** Opening Given entries block **
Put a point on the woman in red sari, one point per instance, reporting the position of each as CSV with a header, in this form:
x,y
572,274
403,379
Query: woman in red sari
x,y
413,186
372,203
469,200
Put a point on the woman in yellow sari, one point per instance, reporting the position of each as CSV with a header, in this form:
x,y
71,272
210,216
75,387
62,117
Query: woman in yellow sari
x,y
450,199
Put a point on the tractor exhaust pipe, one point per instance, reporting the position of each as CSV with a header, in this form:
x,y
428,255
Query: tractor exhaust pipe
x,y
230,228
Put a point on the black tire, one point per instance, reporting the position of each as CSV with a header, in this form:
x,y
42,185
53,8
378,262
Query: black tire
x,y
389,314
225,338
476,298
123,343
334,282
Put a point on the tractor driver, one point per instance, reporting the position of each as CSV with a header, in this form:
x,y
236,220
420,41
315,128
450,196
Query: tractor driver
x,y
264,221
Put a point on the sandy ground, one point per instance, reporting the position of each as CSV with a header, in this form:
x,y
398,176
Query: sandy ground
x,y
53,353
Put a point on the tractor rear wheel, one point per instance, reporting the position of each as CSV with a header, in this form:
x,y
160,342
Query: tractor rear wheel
** Closing Given entries block **
## Activity
A single figure is required: the number of lines in the entries above that include the word "rear".

## Reply
2